### SET PROBLEM
Reproduce the lines starting with the one containing "Please trace the outline of every instance of the seagull." and continuing through the one containing "180 69 L 182", substituting "herring gull" for "seagull" and leaving everything else unchanged.

-------

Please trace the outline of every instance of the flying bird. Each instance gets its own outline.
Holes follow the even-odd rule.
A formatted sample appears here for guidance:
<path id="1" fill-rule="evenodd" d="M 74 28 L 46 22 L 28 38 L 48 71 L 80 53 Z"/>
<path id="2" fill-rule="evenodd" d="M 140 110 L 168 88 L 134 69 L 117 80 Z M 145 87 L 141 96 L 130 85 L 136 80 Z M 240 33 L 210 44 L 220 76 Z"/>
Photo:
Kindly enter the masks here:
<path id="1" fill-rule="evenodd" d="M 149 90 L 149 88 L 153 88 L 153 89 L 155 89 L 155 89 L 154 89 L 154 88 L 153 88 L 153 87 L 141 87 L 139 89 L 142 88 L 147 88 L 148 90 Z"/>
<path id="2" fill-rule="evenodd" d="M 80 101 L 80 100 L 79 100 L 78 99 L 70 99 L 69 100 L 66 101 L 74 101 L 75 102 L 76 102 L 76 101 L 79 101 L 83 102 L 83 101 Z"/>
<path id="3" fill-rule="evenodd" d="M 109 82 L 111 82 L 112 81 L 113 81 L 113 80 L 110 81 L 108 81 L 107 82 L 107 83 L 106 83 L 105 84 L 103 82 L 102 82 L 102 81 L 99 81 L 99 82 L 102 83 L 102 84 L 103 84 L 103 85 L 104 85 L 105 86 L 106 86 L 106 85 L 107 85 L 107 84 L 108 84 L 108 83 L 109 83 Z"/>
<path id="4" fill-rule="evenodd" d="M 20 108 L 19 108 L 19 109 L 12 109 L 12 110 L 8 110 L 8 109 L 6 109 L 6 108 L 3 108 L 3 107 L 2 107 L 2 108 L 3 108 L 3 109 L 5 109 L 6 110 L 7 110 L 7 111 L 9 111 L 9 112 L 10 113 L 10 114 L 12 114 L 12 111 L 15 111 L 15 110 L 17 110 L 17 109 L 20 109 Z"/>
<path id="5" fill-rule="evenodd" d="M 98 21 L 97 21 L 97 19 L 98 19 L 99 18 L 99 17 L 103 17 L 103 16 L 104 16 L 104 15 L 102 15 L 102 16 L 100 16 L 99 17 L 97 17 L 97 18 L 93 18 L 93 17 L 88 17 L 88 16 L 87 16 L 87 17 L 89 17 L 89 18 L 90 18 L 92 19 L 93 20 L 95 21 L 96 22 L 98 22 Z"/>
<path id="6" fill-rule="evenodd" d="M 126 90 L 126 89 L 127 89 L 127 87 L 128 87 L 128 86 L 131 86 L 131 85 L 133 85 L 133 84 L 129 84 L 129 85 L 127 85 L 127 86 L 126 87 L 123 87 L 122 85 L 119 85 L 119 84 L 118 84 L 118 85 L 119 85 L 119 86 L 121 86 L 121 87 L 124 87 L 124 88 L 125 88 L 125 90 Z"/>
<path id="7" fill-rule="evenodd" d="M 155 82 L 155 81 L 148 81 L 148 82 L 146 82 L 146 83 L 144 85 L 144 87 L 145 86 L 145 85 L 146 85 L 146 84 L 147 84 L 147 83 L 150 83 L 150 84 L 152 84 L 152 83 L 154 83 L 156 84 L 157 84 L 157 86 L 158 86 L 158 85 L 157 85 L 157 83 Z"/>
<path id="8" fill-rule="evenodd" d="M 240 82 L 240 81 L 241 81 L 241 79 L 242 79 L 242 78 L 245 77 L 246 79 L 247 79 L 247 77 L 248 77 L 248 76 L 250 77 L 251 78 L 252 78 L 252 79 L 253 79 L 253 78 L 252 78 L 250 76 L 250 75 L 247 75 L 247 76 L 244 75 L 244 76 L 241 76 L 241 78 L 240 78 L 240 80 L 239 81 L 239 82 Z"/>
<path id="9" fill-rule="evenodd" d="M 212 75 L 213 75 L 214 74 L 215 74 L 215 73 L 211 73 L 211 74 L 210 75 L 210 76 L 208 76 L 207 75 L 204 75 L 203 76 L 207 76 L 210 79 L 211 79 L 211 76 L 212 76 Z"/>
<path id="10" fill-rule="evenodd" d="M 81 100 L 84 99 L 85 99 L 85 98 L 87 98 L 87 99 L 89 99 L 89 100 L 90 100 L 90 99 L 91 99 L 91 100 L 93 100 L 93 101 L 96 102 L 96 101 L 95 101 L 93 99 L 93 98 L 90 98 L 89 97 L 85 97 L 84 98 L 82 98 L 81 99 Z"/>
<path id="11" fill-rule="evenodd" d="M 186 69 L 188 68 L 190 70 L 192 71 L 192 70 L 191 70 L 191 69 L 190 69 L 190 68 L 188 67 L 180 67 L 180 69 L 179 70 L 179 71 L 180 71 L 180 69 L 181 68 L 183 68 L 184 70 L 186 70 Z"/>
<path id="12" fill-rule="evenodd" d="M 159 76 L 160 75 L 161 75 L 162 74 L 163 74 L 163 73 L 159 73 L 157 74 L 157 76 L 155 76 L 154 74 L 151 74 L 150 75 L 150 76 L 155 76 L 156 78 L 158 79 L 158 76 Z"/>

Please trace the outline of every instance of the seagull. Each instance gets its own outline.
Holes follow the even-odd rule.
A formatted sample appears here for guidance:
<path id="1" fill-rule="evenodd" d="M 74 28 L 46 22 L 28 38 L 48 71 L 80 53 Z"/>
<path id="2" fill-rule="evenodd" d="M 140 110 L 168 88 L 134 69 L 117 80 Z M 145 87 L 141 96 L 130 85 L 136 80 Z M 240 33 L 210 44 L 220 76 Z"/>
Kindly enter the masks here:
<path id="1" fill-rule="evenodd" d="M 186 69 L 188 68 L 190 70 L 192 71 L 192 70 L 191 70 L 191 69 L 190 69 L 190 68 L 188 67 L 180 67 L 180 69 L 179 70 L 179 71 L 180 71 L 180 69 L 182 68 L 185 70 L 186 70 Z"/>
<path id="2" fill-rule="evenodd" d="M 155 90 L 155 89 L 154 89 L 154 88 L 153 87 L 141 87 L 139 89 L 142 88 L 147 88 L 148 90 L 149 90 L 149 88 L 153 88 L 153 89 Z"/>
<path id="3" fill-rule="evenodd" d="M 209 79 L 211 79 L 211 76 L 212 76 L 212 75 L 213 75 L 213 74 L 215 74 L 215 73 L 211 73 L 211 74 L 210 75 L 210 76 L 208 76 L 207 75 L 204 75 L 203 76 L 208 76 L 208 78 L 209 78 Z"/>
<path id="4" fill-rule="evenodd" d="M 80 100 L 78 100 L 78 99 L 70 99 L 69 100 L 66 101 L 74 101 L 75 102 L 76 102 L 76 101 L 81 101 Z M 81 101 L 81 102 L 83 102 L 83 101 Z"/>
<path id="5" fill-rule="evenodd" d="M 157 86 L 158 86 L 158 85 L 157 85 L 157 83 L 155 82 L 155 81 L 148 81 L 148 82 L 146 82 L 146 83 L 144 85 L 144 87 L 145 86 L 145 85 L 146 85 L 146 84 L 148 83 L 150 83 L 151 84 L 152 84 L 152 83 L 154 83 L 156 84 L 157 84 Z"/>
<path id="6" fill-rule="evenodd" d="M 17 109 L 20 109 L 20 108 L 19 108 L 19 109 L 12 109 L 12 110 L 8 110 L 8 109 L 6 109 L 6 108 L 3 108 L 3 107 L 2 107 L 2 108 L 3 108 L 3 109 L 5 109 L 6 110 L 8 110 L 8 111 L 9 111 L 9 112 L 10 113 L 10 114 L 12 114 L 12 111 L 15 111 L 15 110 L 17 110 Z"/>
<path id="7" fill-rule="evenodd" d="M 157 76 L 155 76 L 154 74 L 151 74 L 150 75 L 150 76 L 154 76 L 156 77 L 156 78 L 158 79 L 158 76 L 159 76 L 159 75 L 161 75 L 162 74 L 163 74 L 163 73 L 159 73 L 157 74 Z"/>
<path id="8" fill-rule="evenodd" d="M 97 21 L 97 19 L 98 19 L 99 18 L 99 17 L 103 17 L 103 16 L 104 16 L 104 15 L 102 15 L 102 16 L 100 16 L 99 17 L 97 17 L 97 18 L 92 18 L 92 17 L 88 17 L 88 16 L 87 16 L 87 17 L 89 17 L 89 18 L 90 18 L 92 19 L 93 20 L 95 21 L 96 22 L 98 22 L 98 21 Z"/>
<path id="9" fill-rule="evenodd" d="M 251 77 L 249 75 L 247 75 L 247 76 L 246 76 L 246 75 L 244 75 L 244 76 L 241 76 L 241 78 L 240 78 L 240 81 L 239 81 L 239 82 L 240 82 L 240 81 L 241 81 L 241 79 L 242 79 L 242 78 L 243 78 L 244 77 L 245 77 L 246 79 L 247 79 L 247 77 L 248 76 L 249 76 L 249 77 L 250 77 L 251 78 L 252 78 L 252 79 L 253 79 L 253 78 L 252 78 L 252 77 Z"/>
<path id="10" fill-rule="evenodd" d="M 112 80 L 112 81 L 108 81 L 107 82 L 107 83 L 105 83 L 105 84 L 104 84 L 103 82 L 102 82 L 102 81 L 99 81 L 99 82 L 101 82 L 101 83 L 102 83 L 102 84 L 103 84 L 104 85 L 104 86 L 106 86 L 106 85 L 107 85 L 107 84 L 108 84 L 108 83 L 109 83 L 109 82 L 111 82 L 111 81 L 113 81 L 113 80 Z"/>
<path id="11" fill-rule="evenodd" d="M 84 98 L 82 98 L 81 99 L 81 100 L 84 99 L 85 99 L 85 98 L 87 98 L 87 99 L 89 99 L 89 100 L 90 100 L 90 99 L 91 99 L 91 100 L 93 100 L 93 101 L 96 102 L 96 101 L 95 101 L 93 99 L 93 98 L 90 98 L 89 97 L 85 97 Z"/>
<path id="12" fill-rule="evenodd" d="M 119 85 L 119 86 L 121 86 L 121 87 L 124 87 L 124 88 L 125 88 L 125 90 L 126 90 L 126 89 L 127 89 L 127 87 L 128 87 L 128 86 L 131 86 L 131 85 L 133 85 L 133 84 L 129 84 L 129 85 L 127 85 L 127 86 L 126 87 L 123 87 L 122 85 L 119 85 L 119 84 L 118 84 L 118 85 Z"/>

-------

### CORRECT RESULT
Please trace the outline of every instance of the herring gull. Each instance gets its own outline.
Holes follow the even-odd rule.
A formatted sample appears here for guidance:
<path id="1" fill-rule="evenodd" d="M 74 28 L 46 22 L 28 38 L 48 71 L 80 53 Z"/>
<path id="2" fill-rule="evenodd" d="M 140 110 L 168 88 L 134 69 L 117 80 Z M 145 87 L 141 96 L 130 85 L 136 80 Z M 240 33 L 210 44 L 220 76 Z"/>
Kindly enter the masks here:
<path id="1" fill-rule="evenodd" d="M 186 69 L 188 68 L 190 70 L 192 71 L 192 70 L 191 70 L 191 69 L 190 69 L 190 68 L 188 67 L 180 67 L 180 69 L 179 70 L 179 71 L 180 71 L 180 69 L 182 68 L 185 70 L 186 70 Z"/>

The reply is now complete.